PROVIDED DATA —
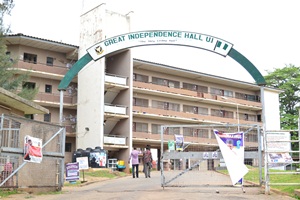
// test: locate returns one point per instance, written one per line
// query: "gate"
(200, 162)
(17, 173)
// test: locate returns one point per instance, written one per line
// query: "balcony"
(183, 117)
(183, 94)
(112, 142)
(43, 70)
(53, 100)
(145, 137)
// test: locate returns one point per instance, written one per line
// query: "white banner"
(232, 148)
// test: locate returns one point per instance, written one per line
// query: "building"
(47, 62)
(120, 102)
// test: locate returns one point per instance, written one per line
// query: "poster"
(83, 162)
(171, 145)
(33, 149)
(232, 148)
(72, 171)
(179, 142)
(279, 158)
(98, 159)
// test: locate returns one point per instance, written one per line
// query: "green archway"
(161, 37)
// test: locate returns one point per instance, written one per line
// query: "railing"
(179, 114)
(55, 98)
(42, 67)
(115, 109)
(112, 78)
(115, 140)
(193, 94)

* * *

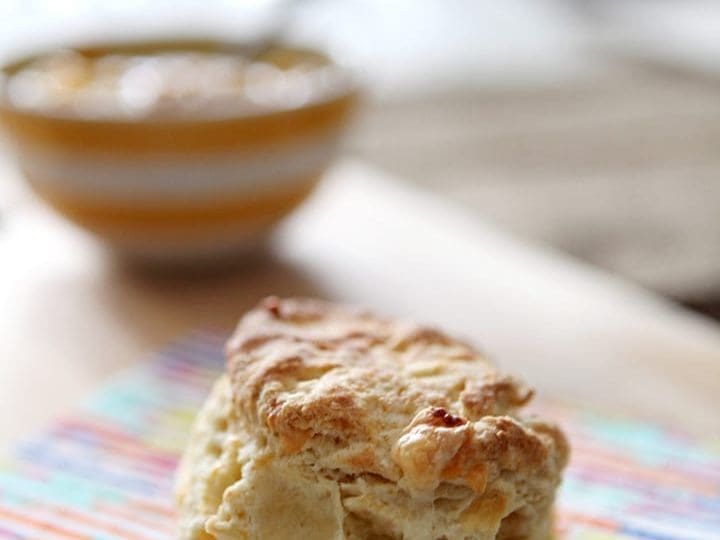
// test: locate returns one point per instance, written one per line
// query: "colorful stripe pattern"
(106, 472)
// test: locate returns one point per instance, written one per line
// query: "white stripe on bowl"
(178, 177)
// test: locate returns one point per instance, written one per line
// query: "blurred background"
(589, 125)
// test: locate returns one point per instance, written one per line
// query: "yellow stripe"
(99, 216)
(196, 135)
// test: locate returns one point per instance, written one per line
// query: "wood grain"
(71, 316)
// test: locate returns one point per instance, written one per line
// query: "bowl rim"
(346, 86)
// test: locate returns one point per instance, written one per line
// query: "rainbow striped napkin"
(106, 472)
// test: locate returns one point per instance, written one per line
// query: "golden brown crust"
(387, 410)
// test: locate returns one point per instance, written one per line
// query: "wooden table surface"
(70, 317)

YOUR OBJECTIVE — Which lines in the listing contain the word "white"? Pull out each of them and copy it in full.

TASK RESPONSE —
// query: "white banner"
// query: "white stripe on bowl"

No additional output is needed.